▸ **Exercise instructions**: When you copy the records that follow, please keep every word exactly as it is and leave out the pictures.

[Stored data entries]
- Opening Delimiter -

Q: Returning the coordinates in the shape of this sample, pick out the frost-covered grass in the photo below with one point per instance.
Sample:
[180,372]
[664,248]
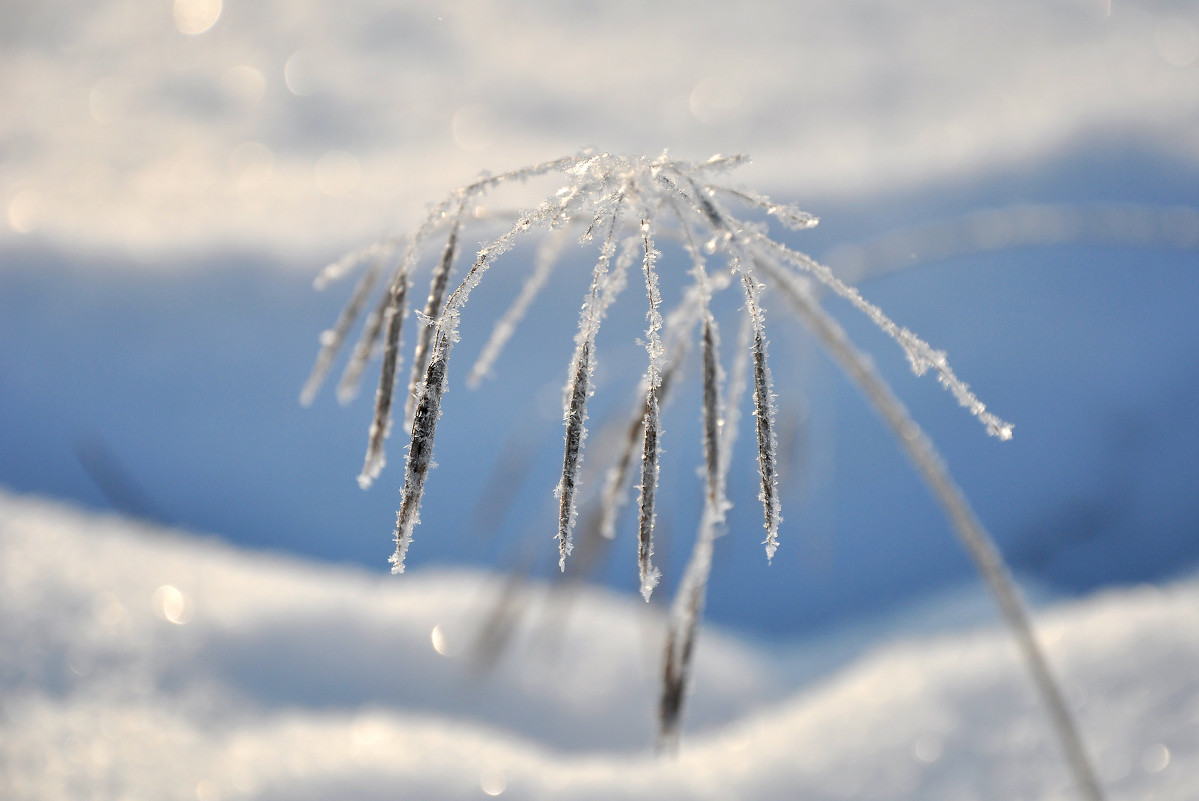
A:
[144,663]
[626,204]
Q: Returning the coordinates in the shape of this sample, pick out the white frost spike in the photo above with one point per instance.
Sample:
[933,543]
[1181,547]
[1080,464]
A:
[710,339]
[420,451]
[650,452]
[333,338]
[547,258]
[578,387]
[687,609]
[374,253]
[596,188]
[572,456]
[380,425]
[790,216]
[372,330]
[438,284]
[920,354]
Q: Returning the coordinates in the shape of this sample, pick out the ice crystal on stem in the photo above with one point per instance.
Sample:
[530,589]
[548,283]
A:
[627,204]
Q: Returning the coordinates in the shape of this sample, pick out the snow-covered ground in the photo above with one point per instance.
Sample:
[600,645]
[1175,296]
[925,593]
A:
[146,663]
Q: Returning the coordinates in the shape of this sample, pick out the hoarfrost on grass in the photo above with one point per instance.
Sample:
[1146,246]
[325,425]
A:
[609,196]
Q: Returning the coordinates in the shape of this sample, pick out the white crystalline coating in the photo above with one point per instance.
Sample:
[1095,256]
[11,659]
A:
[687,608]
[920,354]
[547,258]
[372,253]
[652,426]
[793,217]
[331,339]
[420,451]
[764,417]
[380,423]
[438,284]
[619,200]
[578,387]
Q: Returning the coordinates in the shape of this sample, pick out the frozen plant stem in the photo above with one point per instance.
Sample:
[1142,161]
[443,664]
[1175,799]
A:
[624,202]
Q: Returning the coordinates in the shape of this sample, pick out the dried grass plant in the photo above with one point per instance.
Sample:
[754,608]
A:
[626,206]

- Closing Delimiter -

▸ **Final answer**:
Q: Returning the coordinates in the shape of this sample, pick out the frost-covered grass in the photo below with one point per instance.
Sample:
[180,372]
[664,248]
A:
[144,663]
[626,204]
Q: Returning the coordinates in the shape of this sample, pick out the white frost spike in the photo above with one point per instance.
Sample:
[933,543]
[1181,547]
[1080,464]
A:
[710,339]
[420,451]
[650,452]
[333,338]
[547,258]
[578,387]
[687,609]
[374,253]
[596,188]
[572,456]
[380,425]
[790,216]
[372,330]
[438,284]
[920,354]
Q: Returning the coordinates in the shape of this sample, pick out the ice crystal on stem in the photo above with one point per instance.
Sample:
[530,589]
[548,283]
A:
[627,204]
Q: Returning the coordinates in the shape of this sample, pick out the snow-covered ground in the photo above with one point per instance.
Sample:
[600,645]
[1175,296]
[925,593]
A:
[146,663]
Q: Returning the coordinates in the shape of this sample, pick out the hoarfrost on grass in the photo above with one point per instance.
Sample:
[1146,246]
[325,425]
A:
[609,196]
Q: Returning the coordinates in the shape of this sample, pick out the white crystalline coating in the photo above with one point per instance.
Sample:
[1095,256]
[11,659]
A:
[687,608]
[920,354]
[547,258]
[372,253]
[652,426]
[793,217]
[331,339]
[420,451]
[764,417]
[380,423]
[438,284]
[619,200]
[578,387]
Q: Returning the coordinates in the shape of this sample, pick out the frozen plant stem in the photo above with one point per instance.
Sample:
[1142,161]
[443,664]
[1175,799]
A:
[624,202]
Q: Returning the coordinates in the shape of this sample, pick out the dried grass plant in the photo above with one point per instance.
Sample:
[754,608]
A:
[626,206]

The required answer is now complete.